▶ _Passage provided_
==============================

# Staghorn Algae How do I find the route cause ?



## Keys_Tanks (1 Nov 2021)

Hi guys. 
I have been struggling with Staghorn algae in my low tech aquarium. 
Specs-

30x30x30 cube 
hang on back filter 
Asta 20 light 
lightly planted. 
shrimp only tank

regimes-

1 50% waterchanges per week. 
1 pump of tropica specialised 

live in a relatively hard water area. 

TDS in tank 310 
TDS from water supply 160 

Previously this tank used to be essentially algae free. apart from the odd bit on the glass but that's when I used to have masses of salvinia and I slowly after 1 year with it I removed it but only recently I have noticed I'm struggling with the presence of the ugly staghorn. 

what I've started doing to try and find the route to the problem at hand- 


clean filter every 3 week
2 50% WC instead of 1
remove all affected leaves
this isn't to find the cause but I have been spot dosing Easy Carbo this kills it off in no time on my Buce and anubias.
-turkey baster to disturb detritus during WC 

what I am considering doing-

reducing photo period(unfortunately I cannot reduce the intensity as I have always set it at low. and I have fixed it to a shelf up above. 

I will attach multiple photos could people please help me find find the cause I'm not bothered about just doing the easy carbo and rather have a healthy tank. 

Thanks 

Josh 



















Sent from my SM-G965F using Tapatalk


----------



## MichaelJ (1 Nov 2021)

In addition to what you're already doing, lowering the light intensity would be my first choice - If you cant dial it further down, perhaps you can cover up the light a bit with a few strips of black waterproof electrical tape or even better, cover the tank with a  piece of frosted acrylic sheet and/or add some floating plants.  Also make sure you have good flow/circulation throughout the tank. 


Keys_Tanks said:


> 1 pump of tropica specialised


How many times per week?

Cheers,
Michael


----------



## ceg4048 (1 Nov 2021)

Keys_Tanks said:


> Previously this tank used to be essentially algae free. apart from the odd bit on the glass but that's when I used to have masses of salvinia and I slowly after 1 year with it I removed it but only recently I have noticed I'm struggling with the presence of the ugly staghorn.

==============================

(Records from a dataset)
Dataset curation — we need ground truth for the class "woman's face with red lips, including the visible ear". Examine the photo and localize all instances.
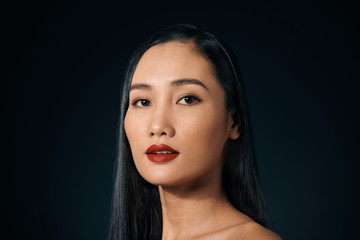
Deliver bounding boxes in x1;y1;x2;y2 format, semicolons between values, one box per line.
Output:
125;41;239;186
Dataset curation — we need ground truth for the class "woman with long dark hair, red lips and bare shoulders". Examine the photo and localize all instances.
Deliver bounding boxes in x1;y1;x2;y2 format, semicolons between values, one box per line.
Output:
110;24;280;240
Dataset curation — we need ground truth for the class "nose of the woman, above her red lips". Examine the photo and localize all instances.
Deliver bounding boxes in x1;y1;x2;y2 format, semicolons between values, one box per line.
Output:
148;108;175;137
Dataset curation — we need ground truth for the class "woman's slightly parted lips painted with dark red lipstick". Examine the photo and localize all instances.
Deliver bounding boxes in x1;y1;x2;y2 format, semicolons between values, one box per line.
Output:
146;144;180;163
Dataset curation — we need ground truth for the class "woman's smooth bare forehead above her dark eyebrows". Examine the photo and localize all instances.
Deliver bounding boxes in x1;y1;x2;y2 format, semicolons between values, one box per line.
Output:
132;41;214;83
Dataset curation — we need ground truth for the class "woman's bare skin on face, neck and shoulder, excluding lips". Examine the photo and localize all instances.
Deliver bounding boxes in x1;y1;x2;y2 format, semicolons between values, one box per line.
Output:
124;41;280;239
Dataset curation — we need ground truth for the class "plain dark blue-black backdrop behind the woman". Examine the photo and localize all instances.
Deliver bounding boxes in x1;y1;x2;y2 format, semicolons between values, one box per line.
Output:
0;0;360;240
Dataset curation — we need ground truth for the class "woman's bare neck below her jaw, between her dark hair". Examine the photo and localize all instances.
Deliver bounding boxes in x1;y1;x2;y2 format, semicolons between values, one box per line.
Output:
159;164;231;239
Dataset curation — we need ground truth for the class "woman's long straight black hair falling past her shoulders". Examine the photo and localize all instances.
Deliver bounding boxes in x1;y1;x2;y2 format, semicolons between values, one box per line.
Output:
109;24;265;240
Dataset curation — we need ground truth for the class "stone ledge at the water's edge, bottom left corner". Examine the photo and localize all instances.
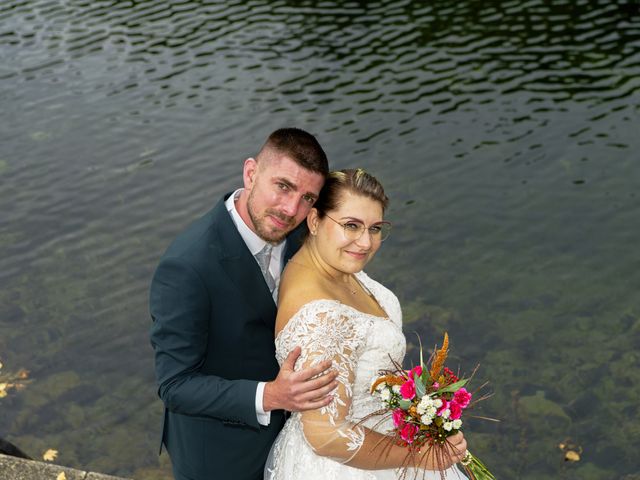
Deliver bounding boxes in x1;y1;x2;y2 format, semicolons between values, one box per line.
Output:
0;454;127;480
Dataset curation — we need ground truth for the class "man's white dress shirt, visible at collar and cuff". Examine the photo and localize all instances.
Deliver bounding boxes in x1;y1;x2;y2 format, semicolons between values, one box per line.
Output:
225;188;286;426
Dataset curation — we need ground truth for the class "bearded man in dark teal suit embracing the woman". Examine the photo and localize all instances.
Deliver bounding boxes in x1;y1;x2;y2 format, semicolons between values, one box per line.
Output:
150;128;337;480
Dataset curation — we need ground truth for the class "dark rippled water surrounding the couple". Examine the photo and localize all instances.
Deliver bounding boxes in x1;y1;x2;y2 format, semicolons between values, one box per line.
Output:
0;0;640;480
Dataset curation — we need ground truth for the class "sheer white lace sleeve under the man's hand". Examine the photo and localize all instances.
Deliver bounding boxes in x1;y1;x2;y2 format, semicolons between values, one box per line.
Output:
278;304;369;463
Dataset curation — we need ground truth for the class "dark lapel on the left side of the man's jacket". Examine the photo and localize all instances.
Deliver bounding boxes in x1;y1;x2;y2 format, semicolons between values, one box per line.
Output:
213;195;276;327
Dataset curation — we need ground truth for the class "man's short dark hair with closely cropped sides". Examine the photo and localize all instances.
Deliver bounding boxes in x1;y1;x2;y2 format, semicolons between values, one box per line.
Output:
257;128;329;178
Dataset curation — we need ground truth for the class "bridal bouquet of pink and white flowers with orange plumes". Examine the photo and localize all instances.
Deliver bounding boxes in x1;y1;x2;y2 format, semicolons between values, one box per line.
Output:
371;333;495;480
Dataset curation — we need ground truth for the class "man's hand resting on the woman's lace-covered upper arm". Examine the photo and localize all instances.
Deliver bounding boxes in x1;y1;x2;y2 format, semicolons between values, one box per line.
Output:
262;347;338;412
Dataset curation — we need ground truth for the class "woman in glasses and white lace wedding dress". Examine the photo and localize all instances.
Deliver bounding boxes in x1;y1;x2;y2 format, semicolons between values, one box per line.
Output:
265;169;466;480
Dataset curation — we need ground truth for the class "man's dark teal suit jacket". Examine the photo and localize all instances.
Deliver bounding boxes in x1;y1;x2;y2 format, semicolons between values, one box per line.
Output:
150;195;301;480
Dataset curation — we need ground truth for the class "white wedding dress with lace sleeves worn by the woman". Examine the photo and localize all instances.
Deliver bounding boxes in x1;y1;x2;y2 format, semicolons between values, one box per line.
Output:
264;272;467;480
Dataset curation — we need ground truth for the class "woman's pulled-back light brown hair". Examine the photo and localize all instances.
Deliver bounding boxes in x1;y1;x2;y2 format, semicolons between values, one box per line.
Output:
313;168;389;218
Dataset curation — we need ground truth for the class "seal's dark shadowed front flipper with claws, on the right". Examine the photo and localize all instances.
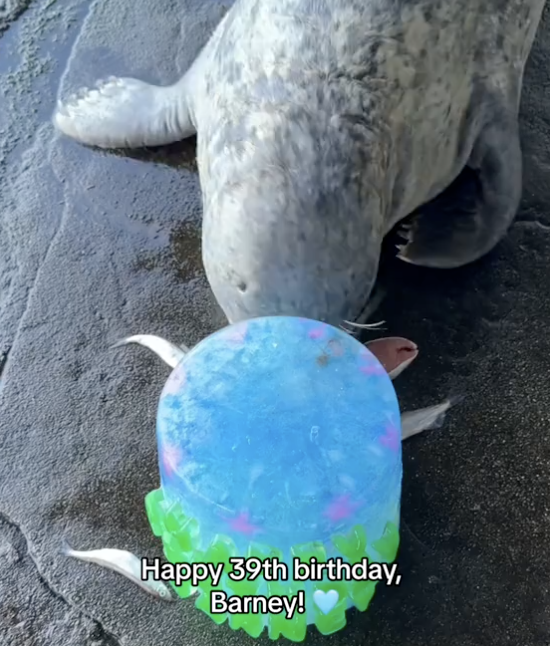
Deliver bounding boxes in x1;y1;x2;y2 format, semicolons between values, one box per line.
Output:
398;115;522;269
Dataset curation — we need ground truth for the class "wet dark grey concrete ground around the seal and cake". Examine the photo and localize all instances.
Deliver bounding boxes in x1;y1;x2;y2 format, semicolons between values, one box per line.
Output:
0;0;550;646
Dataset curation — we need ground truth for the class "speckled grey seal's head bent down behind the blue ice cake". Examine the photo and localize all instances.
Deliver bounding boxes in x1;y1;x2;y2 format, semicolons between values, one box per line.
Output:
202;109;384;325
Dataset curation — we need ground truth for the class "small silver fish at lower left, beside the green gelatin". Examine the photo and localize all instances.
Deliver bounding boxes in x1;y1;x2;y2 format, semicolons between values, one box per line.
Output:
62;541;175;601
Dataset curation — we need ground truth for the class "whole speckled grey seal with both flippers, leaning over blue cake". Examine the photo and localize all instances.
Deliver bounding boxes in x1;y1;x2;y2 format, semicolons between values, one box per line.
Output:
54;0;544;325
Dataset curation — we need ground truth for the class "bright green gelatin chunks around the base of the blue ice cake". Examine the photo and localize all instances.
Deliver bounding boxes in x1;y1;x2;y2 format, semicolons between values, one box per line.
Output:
145;489;399;642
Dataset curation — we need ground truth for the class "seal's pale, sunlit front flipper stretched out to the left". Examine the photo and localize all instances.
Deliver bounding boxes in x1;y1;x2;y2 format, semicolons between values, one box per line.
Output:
53;77;195;148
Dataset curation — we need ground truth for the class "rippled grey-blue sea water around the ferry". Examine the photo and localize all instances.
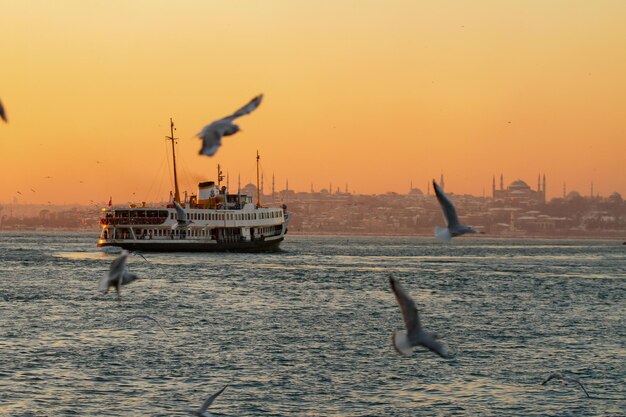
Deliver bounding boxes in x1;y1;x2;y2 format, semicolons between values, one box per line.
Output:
0;233;626;416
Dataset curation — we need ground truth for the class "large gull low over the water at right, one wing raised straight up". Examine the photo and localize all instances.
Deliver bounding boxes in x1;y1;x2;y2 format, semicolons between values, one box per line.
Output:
389;277;451;359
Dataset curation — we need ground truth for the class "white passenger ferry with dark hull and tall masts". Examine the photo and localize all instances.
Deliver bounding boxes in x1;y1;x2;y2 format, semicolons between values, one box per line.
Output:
98;119;289;252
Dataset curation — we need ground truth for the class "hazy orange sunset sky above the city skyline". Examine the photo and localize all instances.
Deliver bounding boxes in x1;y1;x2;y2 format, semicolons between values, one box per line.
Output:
0;0;626;204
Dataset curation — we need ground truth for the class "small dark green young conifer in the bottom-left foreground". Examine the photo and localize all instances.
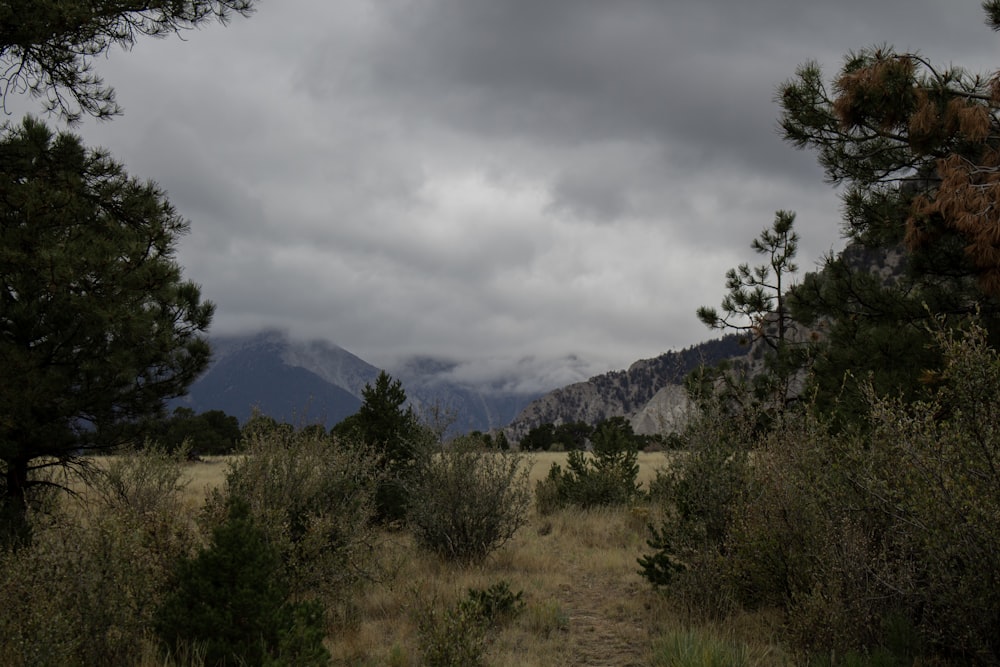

==============================

▶ _Requirement_
In the staghorn algae thread, what TDS reading does the original poster report for the tank water?

▶ _Written reply_
310